◆ Goal A ◆
In the derivative thread, which rule does one reply say must be applied?

Question

Differentiate f(x)=(x=1)/(x^2+1)^1/2

i keep getting [(x^2+1)^1/2 - x(x+1)] / (x^2+1)^1/2
but wolramalpha says it is something else can you tell me what im doing wrong?

Answer 1

i think they are multiply the sqrt root with a common denominator

Answer 2

So is the function\[f(x) = \frac{ x -1}{ \sqrt{x^{2}+1} }\]

Answer 3

yes !

Answer 4

you'll need to apply quotient rule

Answer 5

i did and i got
\[\sqrt{x^2+1}-\frac{ x(x+1) }{ \sqrt{x^2+1} }\]

Answer 6

and all that divided by (x^2+1)

Answer 7

I think the denominator must not be a radical.

Answer 8

so what do i do multiply by a radical?

Answer 9

\[\frac{ d }{ dx }(\frac{ x-1 }{ \sqrt{x^{2}+1} }) = \frac{\sqrt{x^{2}+1}d(x-1)-(x-1)d(\sqrt{x^{2}+1}) }{ (\sqrt{x^{2}+1})^{2} }\]

Answer 10

where did the (x-1) come from?

Answer 11

The quotient rule tells that
\[d(\frac{ u }{ v }) = \frac{ vdu - udv }{ v^{2} }\]

Answer 12

but the original problem is x+1 not x-1

Answer 13

you said yes when i ask you if what i wrote is the right given. :(
well, anyway, just change x-1 to x+1

Answer 14

omg im sorry. and yeah i get it the derivative thing. what i do not understand is how can i simplify it? how do i get rid of the radical on the denominator?

Answer 15

you must multiply it by itself. that's the quotient rule

Answer 16

what i did is muliply the sqrt(x^2+1) by itself so that it would have a common denominator with what im subtracting it with and got
\[\frac{ x^2+1-x^2-x }{ \sqrt{x^2+1} } / x^2+1\]

Answer 17

the a is supposed to be divided by

Answer 18

\[\int\limits \frac{x+1}{\left(x^2+1\right)^{3/2}} \, dx=\frac{x-1}{\sqrt{x^2+1}} \]

◆ Dataset excerpts ◆

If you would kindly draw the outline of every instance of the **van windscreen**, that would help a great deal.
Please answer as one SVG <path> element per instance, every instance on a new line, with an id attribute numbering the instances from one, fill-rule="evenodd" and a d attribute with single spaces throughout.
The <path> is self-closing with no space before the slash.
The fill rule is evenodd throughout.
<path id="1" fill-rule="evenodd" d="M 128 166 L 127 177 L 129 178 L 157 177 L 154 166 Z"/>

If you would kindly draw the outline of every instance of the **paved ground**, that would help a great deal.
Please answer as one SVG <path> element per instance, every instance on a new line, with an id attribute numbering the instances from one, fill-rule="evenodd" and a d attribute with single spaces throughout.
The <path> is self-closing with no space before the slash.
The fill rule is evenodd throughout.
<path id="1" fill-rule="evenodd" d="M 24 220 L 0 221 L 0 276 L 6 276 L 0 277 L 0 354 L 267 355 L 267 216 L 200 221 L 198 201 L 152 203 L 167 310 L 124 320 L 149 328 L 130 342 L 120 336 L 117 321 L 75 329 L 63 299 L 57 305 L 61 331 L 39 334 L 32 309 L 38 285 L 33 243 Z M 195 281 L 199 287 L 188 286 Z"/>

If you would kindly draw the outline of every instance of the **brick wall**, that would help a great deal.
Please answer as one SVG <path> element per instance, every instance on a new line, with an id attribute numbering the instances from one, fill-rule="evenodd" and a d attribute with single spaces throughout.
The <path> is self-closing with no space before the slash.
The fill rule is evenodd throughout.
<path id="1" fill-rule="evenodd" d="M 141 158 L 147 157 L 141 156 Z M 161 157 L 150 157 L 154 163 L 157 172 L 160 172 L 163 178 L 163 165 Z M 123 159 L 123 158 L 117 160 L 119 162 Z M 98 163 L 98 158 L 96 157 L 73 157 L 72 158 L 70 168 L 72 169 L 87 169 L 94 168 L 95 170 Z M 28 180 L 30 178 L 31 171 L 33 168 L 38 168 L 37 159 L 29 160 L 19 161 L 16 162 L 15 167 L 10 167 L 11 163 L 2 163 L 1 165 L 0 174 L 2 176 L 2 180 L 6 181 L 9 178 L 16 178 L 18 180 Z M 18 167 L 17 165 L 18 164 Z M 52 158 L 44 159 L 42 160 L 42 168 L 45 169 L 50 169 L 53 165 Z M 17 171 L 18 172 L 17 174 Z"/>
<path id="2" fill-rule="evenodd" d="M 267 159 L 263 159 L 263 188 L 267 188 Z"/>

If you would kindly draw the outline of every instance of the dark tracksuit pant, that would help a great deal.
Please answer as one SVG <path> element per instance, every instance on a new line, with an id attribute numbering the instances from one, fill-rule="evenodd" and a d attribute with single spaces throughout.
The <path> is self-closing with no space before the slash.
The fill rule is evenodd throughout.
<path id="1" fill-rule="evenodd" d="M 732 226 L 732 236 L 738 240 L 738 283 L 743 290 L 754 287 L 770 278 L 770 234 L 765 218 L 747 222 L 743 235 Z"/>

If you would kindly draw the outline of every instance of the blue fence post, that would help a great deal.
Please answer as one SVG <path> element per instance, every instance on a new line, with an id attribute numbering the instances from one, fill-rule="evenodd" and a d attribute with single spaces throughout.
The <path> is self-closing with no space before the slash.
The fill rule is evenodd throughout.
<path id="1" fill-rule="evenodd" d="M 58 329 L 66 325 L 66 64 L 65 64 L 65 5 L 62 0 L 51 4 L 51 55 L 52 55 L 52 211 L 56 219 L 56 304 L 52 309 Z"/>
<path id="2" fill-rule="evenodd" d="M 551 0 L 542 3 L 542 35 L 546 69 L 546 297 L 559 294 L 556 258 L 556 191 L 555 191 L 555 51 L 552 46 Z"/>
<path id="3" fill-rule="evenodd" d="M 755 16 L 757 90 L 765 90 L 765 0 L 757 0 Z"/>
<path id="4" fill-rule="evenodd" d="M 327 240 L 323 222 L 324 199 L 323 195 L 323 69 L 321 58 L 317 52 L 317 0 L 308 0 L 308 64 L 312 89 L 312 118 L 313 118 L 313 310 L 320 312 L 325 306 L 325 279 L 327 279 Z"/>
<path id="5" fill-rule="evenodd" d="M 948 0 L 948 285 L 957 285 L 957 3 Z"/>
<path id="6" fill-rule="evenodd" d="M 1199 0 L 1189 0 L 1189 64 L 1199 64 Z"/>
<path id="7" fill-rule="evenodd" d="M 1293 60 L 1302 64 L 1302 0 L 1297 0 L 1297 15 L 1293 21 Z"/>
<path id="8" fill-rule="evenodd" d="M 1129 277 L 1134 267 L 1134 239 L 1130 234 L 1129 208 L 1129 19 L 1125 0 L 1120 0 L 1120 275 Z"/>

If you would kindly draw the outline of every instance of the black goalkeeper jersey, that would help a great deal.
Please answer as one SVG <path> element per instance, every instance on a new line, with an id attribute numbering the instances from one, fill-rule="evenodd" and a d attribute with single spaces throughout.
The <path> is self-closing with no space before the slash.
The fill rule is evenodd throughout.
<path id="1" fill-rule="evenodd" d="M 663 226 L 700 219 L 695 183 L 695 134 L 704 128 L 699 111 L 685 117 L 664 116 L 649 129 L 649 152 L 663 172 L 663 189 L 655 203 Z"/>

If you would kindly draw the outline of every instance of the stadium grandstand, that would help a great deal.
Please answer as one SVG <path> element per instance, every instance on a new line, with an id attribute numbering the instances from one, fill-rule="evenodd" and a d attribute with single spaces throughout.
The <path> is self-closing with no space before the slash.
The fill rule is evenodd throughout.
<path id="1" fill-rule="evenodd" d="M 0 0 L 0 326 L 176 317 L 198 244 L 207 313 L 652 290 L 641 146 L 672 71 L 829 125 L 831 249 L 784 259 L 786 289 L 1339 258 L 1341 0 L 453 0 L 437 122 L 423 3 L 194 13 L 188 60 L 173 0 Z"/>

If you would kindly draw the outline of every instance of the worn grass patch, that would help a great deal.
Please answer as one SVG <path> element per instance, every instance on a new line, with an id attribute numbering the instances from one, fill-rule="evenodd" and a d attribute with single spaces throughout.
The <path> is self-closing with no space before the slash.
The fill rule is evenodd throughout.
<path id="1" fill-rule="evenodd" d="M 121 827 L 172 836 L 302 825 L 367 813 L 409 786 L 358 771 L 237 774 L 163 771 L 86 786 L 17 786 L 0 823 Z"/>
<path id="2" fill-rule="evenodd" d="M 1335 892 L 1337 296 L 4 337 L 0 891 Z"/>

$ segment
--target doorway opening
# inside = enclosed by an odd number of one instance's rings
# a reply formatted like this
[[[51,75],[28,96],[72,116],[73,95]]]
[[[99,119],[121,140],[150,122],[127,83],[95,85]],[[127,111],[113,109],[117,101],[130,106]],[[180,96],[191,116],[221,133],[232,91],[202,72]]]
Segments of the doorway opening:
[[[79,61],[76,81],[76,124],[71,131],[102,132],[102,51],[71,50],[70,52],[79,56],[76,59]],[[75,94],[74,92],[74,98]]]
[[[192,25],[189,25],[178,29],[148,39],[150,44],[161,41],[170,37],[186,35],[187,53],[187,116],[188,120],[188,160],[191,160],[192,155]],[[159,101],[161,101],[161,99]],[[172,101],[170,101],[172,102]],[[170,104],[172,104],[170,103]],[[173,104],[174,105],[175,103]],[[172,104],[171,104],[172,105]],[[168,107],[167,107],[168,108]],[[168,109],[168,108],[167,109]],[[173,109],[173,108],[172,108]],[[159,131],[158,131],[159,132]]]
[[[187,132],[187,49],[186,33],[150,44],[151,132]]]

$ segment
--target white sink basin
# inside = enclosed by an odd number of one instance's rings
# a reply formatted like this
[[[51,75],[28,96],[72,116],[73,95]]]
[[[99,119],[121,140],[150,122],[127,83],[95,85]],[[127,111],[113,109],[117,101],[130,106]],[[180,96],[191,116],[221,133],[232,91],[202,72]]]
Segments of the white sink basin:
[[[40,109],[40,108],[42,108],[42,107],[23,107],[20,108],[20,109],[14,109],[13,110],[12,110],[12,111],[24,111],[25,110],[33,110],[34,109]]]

◆ Goal B ◆
Reproduce the entries from their start through the line containing "220 L 0 221", swapping "paved ground" for "paved road" and changing nothing else.

◆ Written reply A ◆
The quotient rule.

◆ Written reply B ◆
If you would kindly draw the outline of every instance of the **van windscreen**, that would help a great deal.
Please answer as one SVG <path> element per instance, every instance on a new line, with an id attribute numbering the instances from one, fill-rule="evenodd" and a d attribute with single spaces throughout.
The <path> is self-closing with no space before the slash.
The fill rule is evenodd throughout.
<path id="1" fill-rule="evenodd" d="M 128 166 L 127 177 L 129 178 L 157 177 L 154 166 Z"/>

If you would kindly draw the outline of every instance of the **paved road**, that would help a great deal.
Please answer as one SVG <path> element per instance, every instance on a new line, with an id attribute numbering the instances from one, fill-rule="evenodd" and a d attribute with single spaces throughout.
The <path> is self-closing with no space before the slash.
The fill rule is evenodd throughout.
<path id="1" fill-rule="evenodd" d="M 24 220 L 0 221 L 0 276 L 6 276 L 0 277 L 0 354 L 267 355 L 267 216 L 200 221 L 198 201 L 152 203 L 167 310 L 124 320 L 149 328 L 130 342 L 120 336 L 117 321 L 75 329 L 63 299 L 57 305 L 61 331 L 39 334 L 32 309 L 38 285 L 33 243 Z M 195 281 L 199 287 L 188 286 Z"/>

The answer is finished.